_EXERCISE BRIEF_: Pick out every line of the data below that contains the word "cloud", and copy each one in full. Treat uppercase and lowercase letters as different.

_Annotated coordinate data_:
——
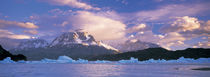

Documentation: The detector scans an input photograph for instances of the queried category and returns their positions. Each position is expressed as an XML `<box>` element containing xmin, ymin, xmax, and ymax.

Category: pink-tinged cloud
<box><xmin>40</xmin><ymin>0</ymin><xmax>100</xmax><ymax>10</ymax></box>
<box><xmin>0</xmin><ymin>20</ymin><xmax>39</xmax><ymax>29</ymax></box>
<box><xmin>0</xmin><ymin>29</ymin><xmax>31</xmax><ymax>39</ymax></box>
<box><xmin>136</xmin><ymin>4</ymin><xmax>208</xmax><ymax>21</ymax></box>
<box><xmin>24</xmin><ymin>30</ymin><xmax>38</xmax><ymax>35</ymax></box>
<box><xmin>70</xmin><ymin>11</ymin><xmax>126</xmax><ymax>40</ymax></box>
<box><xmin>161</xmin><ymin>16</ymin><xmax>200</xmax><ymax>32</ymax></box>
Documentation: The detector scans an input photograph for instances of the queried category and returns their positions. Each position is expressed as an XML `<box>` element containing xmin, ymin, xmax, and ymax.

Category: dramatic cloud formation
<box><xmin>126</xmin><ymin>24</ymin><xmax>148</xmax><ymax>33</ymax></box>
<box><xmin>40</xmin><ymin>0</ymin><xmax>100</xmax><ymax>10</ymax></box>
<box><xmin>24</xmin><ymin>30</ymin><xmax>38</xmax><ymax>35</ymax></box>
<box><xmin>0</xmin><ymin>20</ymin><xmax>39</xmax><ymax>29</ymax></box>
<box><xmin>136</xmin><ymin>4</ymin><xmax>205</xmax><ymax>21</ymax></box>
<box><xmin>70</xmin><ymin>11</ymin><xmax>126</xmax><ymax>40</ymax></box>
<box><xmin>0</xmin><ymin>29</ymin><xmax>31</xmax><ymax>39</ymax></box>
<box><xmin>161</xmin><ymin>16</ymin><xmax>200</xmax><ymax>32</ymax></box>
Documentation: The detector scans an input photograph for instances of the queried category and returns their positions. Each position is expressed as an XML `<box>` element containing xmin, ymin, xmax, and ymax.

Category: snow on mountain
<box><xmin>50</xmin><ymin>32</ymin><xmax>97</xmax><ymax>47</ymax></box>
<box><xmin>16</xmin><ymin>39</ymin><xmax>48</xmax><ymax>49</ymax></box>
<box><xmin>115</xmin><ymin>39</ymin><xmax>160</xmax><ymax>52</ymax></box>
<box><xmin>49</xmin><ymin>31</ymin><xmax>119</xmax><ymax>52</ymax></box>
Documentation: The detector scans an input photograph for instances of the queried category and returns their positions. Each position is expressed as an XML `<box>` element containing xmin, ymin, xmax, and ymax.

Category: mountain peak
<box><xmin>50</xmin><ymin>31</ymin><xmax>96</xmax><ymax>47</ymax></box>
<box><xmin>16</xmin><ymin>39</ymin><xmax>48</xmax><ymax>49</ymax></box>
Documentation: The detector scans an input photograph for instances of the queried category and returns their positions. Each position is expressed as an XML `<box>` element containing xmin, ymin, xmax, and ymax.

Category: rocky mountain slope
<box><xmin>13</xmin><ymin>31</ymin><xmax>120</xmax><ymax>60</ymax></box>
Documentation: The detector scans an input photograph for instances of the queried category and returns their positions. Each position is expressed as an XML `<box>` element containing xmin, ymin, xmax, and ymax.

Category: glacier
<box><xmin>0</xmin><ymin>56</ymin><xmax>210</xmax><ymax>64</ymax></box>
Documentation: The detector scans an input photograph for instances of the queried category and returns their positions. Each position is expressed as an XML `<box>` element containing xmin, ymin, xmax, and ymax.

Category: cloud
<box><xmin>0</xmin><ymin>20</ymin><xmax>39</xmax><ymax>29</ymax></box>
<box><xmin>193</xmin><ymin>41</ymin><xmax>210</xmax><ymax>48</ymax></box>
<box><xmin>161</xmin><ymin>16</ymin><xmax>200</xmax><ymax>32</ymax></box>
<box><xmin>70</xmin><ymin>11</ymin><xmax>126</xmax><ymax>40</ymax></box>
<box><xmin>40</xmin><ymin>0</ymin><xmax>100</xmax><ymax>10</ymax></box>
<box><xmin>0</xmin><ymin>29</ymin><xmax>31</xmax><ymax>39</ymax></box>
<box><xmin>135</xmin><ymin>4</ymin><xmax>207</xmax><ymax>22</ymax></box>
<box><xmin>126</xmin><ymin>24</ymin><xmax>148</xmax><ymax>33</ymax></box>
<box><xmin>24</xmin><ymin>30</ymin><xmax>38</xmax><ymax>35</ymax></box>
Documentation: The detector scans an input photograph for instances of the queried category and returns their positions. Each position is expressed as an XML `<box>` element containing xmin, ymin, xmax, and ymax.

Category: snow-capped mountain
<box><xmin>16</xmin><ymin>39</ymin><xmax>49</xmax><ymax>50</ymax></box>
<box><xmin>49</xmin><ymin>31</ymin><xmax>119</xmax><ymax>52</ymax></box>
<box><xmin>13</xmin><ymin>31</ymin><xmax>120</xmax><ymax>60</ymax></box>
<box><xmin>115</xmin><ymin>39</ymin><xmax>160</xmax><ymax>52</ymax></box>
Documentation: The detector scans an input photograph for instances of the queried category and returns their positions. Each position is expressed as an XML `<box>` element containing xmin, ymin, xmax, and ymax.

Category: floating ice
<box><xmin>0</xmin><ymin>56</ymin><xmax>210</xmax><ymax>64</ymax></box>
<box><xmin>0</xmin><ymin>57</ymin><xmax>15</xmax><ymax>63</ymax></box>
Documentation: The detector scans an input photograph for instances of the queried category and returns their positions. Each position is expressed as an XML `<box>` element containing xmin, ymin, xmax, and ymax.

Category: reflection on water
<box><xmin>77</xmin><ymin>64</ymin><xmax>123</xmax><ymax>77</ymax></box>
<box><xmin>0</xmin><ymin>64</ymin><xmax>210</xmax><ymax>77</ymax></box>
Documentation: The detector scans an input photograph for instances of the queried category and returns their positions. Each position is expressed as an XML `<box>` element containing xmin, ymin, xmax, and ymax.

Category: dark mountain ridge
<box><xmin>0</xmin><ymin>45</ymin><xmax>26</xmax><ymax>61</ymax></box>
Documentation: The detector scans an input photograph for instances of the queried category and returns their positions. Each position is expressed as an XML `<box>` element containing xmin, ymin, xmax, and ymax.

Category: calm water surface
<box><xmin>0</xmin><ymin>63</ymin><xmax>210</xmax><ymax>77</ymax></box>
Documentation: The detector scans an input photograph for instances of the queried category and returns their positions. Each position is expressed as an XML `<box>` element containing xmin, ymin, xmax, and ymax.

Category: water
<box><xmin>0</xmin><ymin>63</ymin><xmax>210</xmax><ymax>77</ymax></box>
——
_IN RESPONSE_:
Category: pink-tinged cloud
Category: dramatic cloud formation
Category: cloud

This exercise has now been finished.